- PROVIDED TEXT -

--- START ---

I know the article is primarily the 1600 vs 8400 but then you do a cost breakdown of all the platforms including an overclocked 1600. Yet the 7700k is at stock speeds, there should be a platform cost for the 7700k @ 5ghz

The Core i7-7700K is now a horrible buy and one of the biggest shaftings of 2017. We don't need to compare it's value at 5 GHz, it's no good.
 
From the beginning this review creates the wrong impression. 720p testing really? Yes yes I know "No GPU bottleneck, shows how processors will play in the future" and stuff.
Yes really. You max out CPU's by removing the GPU bottleneck and you max out GPU's by removing the CPU bottleneck. The only way the review would be biased or unfair is if Steve gave only 720p scores and gave the illusion that's true of all higher resolutions. Instead he's given you all 3 data-sets (720p + 1080p + 1440p), which is both a lot more useful for gauging how CPU/GPU dynamics scale, and also something few other sites can be bothered to do. Honestly, this has been done to death and explained in depth in previous CPU reviews too.

--- END ---

- DIRECTIONS FOR THIS TASK -
Answer these from the comment thread above:
1. Which processor does the first comment say should get a platform cost at 5 GHz?
2. Which test resolution does the comment beginning "From the beginning" object to?
3. Which three resolutions does the final reply say the review provides data for?

- SUPPLIED INFORMATION -
--- START ---

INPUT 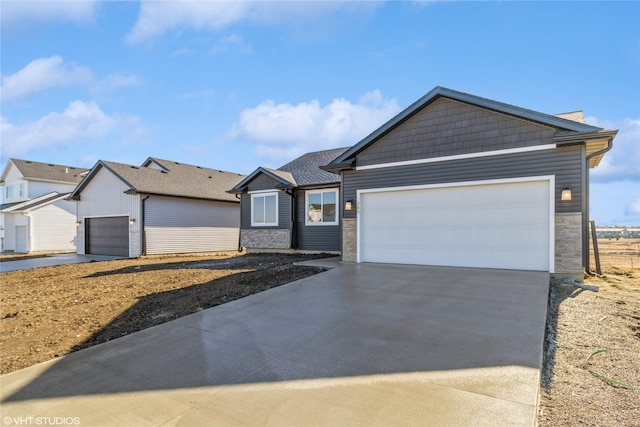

--- END ---

- OUTPUT FOR THIS EXERCISE -
1. The Core i7-7700K (the 7700k @ 5ghz).
2. 720p.
3. 720p, 1080p, and 1440p.